■ MATERIAL FOR THIS TASK:
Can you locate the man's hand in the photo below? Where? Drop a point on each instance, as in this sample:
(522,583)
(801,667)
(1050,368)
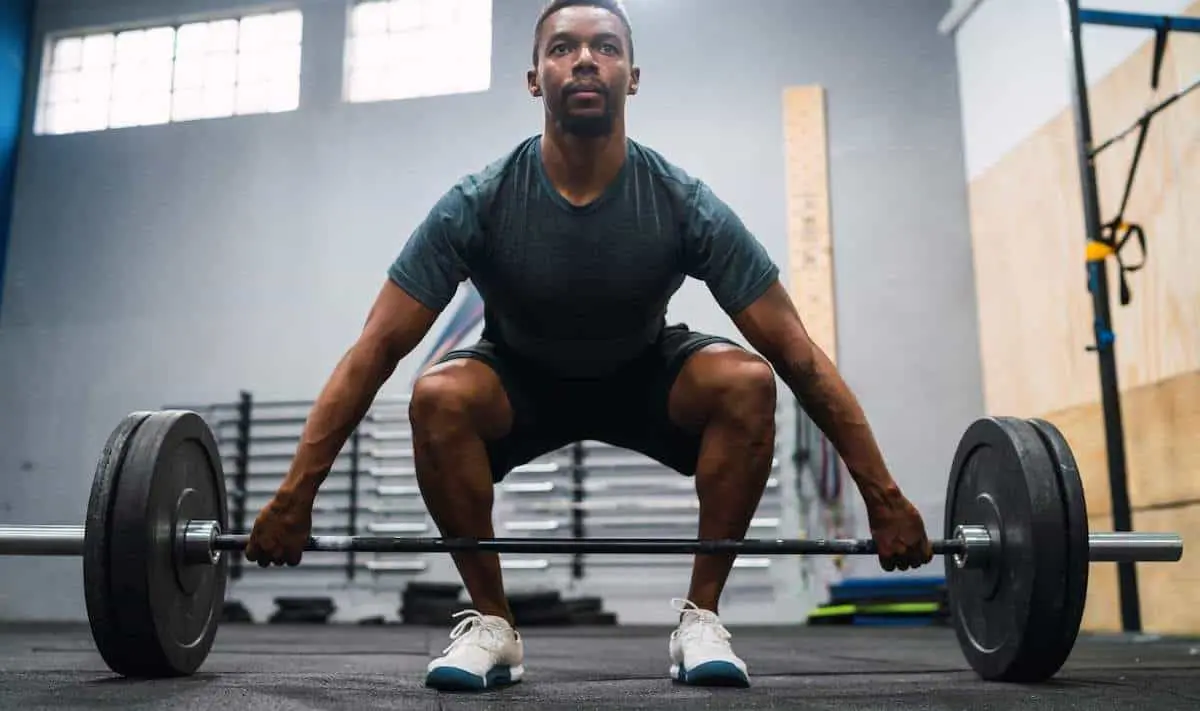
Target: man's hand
(281,531)
(899,533)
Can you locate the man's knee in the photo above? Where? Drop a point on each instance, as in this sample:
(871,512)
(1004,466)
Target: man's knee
(455,398)
(733,386)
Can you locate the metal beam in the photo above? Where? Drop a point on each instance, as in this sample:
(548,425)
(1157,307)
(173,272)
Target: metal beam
(1146,22)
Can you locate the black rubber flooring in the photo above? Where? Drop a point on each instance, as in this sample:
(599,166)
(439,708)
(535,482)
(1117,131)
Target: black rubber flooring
(277,668)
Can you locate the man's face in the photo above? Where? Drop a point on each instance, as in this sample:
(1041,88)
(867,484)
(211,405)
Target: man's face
(583,71)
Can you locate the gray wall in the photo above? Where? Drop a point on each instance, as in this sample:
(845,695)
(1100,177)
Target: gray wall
(180,263)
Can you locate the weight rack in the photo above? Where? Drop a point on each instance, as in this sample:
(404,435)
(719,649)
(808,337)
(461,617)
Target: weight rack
(586,489)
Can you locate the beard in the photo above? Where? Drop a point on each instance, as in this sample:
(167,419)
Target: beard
(585,126)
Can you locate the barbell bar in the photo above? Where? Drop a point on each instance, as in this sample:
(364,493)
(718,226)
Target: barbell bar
(1017,547)
(203,539)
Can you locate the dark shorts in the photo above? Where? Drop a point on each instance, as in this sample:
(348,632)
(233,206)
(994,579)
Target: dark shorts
(627,408)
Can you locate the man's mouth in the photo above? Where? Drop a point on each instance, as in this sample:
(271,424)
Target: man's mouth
(585,91)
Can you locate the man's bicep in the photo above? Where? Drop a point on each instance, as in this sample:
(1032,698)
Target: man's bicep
(725,255)
(436,258)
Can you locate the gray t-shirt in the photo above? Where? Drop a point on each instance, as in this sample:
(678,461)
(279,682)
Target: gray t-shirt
(580,290)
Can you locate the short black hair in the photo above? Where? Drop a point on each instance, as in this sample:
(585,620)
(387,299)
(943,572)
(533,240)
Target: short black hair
(613,6)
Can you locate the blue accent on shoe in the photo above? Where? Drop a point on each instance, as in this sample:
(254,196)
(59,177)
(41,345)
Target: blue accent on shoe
(714,674)
(451,679)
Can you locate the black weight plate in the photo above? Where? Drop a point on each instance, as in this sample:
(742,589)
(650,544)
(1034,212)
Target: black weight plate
(168,613)
(96,591)
(1077,565)
(1007,615)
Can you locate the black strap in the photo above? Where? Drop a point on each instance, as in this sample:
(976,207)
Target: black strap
(1116,234)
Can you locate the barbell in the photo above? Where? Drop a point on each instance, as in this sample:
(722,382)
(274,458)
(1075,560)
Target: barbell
(155,568)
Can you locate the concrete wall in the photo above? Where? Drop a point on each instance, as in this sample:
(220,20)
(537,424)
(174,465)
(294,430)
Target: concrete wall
(180,263)
(1012,58)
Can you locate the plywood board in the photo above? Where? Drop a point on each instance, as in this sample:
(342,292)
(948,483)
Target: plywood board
(809,233)
(1162,426)
(1027,233)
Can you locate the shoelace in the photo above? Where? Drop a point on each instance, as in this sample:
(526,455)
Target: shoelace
(706,625)
(472,625)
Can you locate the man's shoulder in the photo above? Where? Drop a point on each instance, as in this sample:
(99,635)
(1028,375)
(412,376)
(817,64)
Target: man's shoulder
(480,186)
(664,171)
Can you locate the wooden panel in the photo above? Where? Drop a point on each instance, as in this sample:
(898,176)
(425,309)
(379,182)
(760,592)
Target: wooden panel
(1162,424)
(1164,589)
(1027,233)
(809,234)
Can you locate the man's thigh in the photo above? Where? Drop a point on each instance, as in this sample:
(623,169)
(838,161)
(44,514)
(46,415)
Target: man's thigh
(637,412)
(543,419)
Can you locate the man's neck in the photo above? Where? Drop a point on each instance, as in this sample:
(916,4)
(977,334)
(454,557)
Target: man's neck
(582,168)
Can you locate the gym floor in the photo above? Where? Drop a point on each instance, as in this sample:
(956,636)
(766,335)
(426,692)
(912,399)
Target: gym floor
(275,667)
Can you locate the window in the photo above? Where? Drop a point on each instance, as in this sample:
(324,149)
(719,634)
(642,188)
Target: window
(413,48)
(172,73)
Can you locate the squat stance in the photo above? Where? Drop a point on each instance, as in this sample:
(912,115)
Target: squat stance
(576,240)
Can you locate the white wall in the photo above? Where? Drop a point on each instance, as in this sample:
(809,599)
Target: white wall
(1013,67)
(181,263)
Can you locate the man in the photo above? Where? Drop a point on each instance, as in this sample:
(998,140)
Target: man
(576,242)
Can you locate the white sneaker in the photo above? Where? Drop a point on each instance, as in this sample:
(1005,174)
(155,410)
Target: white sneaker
(700,650)
(485,652)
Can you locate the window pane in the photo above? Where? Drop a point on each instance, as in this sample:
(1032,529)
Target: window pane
(189,73)
(222,36)
(148,76)
(192,40)
(97,52)
(370,18)
(220,70)
(67,53)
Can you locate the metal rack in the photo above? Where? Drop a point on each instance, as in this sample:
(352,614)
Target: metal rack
(587,489)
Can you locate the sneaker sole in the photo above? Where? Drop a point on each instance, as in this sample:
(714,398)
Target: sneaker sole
(712,674)
(451,679)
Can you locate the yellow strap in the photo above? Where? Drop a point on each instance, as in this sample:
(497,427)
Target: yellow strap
(1098,251)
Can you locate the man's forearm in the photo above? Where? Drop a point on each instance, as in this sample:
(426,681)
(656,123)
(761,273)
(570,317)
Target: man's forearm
(340,407)
(833,407)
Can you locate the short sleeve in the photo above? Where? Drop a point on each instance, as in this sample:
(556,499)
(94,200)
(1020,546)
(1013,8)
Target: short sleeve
(437,256)
(721,252)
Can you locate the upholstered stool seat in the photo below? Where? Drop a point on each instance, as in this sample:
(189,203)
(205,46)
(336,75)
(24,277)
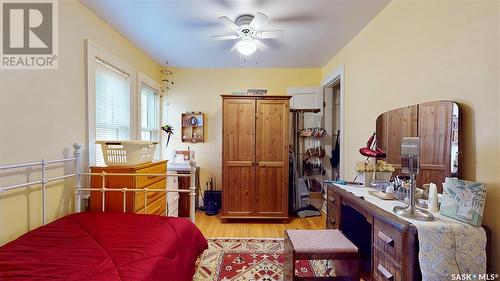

■ PROBLEM DETAILS:
Which lines of the data above contain the string "dark"? Show every one of them, copied in full.

■ WRITTEN RESPONSE:
Can you locate the dark shorts in the photo above? Where? Drop a point on each instance, as in this sample:
Target: dark shorts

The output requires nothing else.